"""
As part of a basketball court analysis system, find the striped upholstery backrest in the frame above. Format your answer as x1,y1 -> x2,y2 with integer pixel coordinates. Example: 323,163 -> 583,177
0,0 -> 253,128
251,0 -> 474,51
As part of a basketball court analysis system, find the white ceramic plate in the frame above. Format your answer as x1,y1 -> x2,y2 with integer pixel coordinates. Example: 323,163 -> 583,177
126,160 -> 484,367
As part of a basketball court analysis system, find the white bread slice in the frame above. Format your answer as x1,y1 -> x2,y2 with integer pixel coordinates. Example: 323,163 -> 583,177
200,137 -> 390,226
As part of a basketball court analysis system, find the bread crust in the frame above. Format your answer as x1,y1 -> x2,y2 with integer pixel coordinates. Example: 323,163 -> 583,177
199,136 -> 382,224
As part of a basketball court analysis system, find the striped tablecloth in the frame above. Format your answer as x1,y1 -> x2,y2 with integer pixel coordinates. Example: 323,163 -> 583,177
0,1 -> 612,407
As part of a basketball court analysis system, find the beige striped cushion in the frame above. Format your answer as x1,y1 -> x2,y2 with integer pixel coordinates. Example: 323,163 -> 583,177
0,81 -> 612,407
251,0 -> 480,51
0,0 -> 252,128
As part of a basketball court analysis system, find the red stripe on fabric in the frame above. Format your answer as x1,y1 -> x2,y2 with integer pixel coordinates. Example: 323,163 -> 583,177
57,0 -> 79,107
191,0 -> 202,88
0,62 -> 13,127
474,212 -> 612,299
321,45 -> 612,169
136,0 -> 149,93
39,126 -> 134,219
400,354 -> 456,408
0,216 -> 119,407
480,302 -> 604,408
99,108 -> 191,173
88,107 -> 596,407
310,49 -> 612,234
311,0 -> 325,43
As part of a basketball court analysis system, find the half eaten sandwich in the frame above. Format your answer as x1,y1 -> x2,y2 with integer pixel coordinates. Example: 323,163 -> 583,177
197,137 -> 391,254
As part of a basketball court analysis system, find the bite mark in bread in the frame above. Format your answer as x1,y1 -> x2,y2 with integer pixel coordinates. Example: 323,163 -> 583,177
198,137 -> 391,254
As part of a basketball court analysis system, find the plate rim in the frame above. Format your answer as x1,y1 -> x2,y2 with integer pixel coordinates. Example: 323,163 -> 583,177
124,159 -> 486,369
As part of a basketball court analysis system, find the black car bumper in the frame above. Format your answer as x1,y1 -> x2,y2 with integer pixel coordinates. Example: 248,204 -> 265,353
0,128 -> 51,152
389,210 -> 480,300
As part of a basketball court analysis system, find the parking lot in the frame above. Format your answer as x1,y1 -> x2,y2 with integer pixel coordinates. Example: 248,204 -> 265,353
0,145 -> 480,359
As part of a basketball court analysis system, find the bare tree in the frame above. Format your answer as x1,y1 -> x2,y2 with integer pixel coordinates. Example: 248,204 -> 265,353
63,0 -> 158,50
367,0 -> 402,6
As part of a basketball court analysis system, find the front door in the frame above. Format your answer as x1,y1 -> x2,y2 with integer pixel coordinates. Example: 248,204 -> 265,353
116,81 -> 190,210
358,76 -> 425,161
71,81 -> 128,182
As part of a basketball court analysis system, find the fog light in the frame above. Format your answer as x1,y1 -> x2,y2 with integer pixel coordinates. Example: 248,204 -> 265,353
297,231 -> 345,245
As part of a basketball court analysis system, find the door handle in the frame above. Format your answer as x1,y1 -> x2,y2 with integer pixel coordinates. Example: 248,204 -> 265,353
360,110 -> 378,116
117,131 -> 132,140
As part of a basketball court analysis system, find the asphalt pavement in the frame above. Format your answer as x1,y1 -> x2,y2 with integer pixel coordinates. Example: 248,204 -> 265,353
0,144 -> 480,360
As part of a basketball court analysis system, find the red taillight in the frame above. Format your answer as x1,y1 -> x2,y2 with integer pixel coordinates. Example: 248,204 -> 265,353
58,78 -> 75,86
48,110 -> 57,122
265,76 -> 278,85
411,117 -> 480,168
"""
▶ [Brief] Copy out every one of the rows above verbatim, in their original order.

▶ [Answer for the task]
As part of a basketball court analysis system, find the striped upholstery backrest in the frame above. Format your answer as x1,y1 -> x2,y2 with integer pixel coordinates. Example: 323,163 -> 583,177
0,0 -> 253,128
251,0 -> 474,51
As part of a basketball court analysis system, find the white ceramic plate in the frame above. Format your answer as x1,y1 -> x2,y2 with integer pixel coordinates. Example: 323,163 -> 583,177
126,160 -> 484,367
As part of a basketball court analysis system, find the white bread slice in the frame above. Format your answer as x1,y1 -> x2,y2 with integer pixel coordinates. Example: 323,163 -> 583,177
200,137 -> 390,226
As part of a basketball court analysis system, find the bread crust in the frame above. Format your answer as x1,y1 -> x2,y2 with integer pixel coordinates. Example: 323,163 -> 583,177
199,136 -> 382,224
As part of a basketball court analysis system, find the striped tablecloth in the frame above. Format your answer as x1,y1 -> x2,y2 with integer pixel coordinates. Example: 323,163 -> 583,177
0,1 -> 612,407
As part of a basketball court analysis system, find the beige striped cushion in the frame above. Format your answer as x1,y1 -> x2,y2 with integer pixel coordinates. Example: 323,163 -> 583,177
0,81 -> 612,407
251,0 -> 480,51
0,0 -> 252,128
As part of a basketball court analysis system, find the red stripe on fabric in the frame above. Format your answer as x1,y1 -> x2,y2 with integer pixel coordinates. Example: 323,163 -> 583,177
57,0 -> 79,107
191,0 -> 202,88
0,62 -> 13,127
474,212 -> 612,299
321,45 -> 612,169
136,0 -> 149,93
39,126 -> 134,219
400,354 -> 456,408
0,216 -> 119,407
480,302 -> 604,408
99,108 -> 191,173
88,107 -> 596,407
310,49 -> 612,234
311,0 -> 325,43
As part of a basketball court analysis system, find the half eaten sandwich in the frame above. Format your answer as x1,y1 -> x2,y2 with integer pixel coordinates. Example: 323,163 -> 583,177
197,137 -> 391,254
As part of a basketball court analysis system, find the bite mark in bread in the frame above. Format your answer as x1,y1 -> x2,y2 with integer pixel coordinates. Example: 323,163 -> 583,177
198,137 -> 391,254
As part of a basketball court analysis system, find the plate rim in the frame above. Format your answer as x1,y1 -> x2,y2 with integer pixel coordinates. Example: 323,163 -> 583,177
124,159 -> 486,369
As part of a basketball court analysis system, find the black car bumper in the frame above. Format your answer as x1,y1 -> x2,y2 with integer pixel coordinates. Example: 248,204 -> 265,353
0,128 -> 51,152
389,210 -> 480,300
As part of a basketball court analysis system, find the parking lot in the frame above. Format your answer as x1,y1 -> x2,y2 with integer pixel coordinates. Example: 248,204 -> 265,353
0,145 -> 480,359
As part of a basketball court analysis system, find the bare tree in the frame above. Format your answer as x1,y1 -> x2,y2 with integer pixel coordinates. Example: 248,204 -> 265,353
63,0 -> 158,50
367,0 -> 402,6
As part of a basketball court analysis system, find the front door in the frame above. Format your answer as x1,y1 -> x2,y2 with integer pixel coordinates. Example: 248,204 -> 265,353
116,81 -> 190,210
358,76 -> 425,161
71,81 -> 128,182
As part of a basketball court analysis system, find the fog light in the frame above. Format your answer as x1,y1 -> x2,y2 with integer pixel coordinates. Example: 248,204 -> 265,353
297,231 -> 345,245
As part of a basketball court analysis system, find the door handle in the frame above. Format your answer as x1,y1 -> x2,y2 with integer pixel coordinates. Example: 248,204 -> 265,353
360,110 -> 378,116
117,131 -> 132,140
As part of a basketball court analysis system, find the asphalt pavement in the frame above. Format your answer as x1,y1 -> x2,y2 with integer pixel coordinates. Example: 248,204 -> 265,353
0,144 -> 480,360
As part of a basketball court analysis system, find the red taillight in the frame above. Format your answer as x1,y1 -> x2,y2 with integer pixel coordinates. Example: 248,204 -> 265,353
58,78 -> 75,86
48,110 -> 57,122
265,76 -> 278,85
411,117 -> 480,168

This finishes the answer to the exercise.